* **Required work**: Rewrite the passage of the article on essential workers from "Tempura via Getty" up to and including "and more protections.", putting "safer working conditions" in place of "better working conditions".
Quoted passage Block Start
A grocery store worker bends down to pick up food items to stock shelves.
A grocery store worker bends down to pick up food items to stock shelves.
Tempura via Getty Images
  • Essential workers around the world are calling for a more equitable recovery.
  • That includes higher wages, better working conditions, and more protections.
  • Insider spoke to leading activist Ai-jen Poo about the importance of an equal recovery.
  • See more stories on Insider's business page.

When life began to shut down due to the spread of the coronavirus, some workers turned bedrooms into offices and adapted to Zoom calls from home.

But many essential workers were disproportionately impacted by the pandemic, whether they lost jobs in private homes, or were forced onto the frontlines for low pay. As the world looks towards recovery, essential workers and activists are demanding a different type of economy. One of those activists is Ai-jen Poo, the co-founder and executive director of the National Domestic Workers Alliance.

Domestic workers include housekeepers, nannies, and home care workers. In the US, 2.2 million people normally work in private homes, according to research from the left-leaning Economic Policy Institute. Almost 92% of those workers are women, and over half of them are Black, Hispanic, or Asian American Pacific Islander.

A report from the UN's International Labour Organization found that domestic workers were disproportionately impacted by the pandemic, with working hours falling by 50% in 13 countries.

Ai-jen Poo
Ai-jen Poo.
Courtesy of Essential for Recovery

Poo has been at the forefront of the domestic labor movement, and was awarded a MacArthur grant in 2014. She spoke with Insider about what domestic workers need for an equitable recovery ahead of a three-day summit called "Essential for Recovery," where international workers and activists alike – including Poo – will present a framework for recovery.

There are three themes that essential workers around the world are calling for in an equitable recovery.

Unite a disperse workforce for collective bargaining

Domestic workers are far more likely to be part of the informal economy - meaning that they don't have the legal protections or benefits of a full-time job. A recent report from the ILO finds that, worldwide, eight out of 10 domestic workers are informally employed; according to the EPI report, one in five domestic workers in the US get health insurance through their jobs.
Quoted passage Block End
Listed entries Block Start
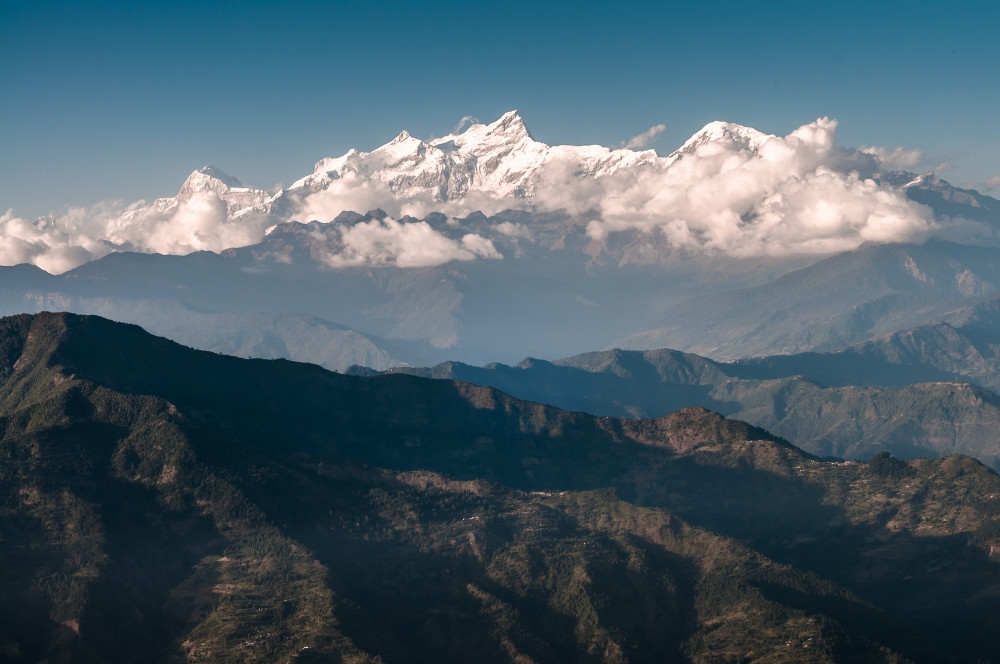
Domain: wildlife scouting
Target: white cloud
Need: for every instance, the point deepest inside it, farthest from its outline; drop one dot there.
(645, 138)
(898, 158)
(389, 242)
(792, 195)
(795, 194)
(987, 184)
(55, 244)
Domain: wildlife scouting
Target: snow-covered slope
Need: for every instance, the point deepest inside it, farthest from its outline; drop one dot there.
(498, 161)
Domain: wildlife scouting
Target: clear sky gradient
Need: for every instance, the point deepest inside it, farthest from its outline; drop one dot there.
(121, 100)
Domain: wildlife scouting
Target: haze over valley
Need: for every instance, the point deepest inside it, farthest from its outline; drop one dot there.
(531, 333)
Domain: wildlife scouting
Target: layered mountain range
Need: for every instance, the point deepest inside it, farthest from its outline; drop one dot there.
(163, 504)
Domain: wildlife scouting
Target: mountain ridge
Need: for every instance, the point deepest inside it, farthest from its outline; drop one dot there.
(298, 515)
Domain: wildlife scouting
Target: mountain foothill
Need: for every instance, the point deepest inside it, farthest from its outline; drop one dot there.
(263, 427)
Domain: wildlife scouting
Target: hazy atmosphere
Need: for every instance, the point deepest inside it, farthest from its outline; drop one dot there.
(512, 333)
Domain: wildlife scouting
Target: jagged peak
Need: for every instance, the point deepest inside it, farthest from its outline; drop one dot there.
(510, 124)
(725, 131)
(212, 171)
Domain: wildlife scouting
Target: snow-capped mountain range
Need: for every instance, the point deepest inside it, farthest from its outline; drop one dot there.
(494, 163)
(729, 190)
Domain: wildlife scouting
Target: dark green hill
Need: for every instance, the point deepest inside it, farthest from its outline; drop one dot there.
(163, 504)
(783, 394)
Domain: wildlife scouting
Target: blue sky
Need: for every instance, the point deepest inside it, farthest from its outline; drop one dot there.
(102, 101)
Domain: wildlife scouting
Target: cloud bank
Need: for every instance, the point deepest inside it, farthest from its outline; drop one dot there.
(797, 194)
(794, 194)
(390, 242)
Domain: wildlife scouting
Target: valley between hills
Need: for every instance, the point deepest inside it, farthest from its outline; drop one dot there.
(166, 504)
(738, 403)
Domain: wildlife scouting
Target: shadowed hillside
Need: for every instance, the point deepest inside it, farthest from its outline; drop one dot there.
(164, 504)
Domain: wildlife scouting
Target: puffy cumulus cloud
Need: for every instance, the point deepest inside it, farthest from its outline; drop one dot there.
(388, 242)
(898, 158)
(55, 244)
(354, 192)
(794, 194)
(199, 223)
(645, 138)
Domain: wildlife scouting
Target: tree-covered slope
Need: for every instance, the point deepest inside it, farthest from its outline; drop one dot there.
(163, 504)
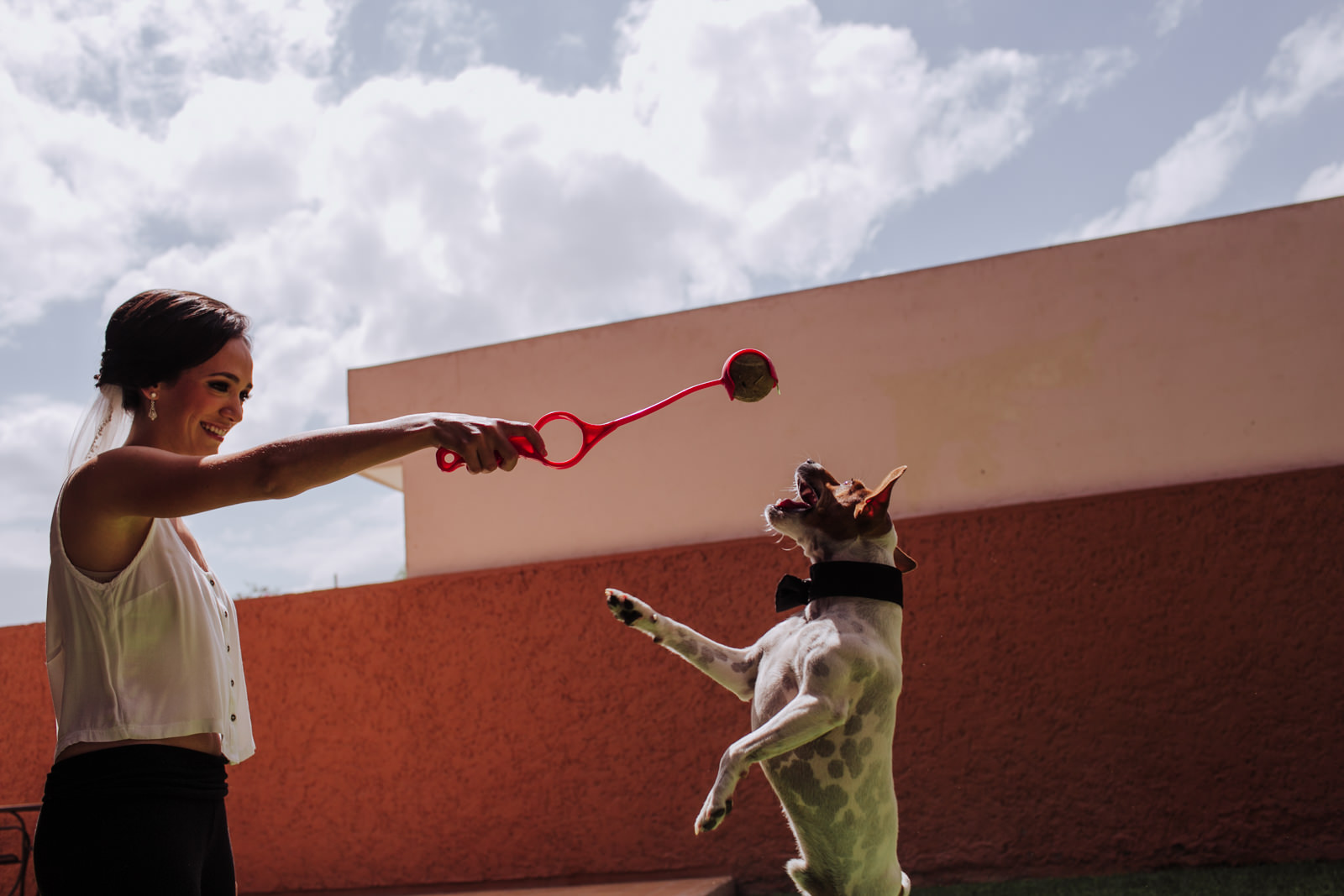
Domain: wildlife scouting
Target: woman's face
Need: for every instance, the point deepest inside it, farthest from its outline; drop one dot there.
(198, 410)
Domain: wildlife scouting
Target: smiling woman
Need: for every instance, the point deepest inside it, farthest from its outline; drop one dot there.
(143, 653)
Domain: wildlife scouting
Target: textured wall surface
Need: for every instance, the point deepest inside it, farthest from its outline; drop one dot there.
Listed entries Block End
* **Solution to this exercise**:
Tempura via Getty Images
  • Essential workers around the world are calling for a more equitable recovery.
  • That includes higher wages, safer working conditions, and more protections.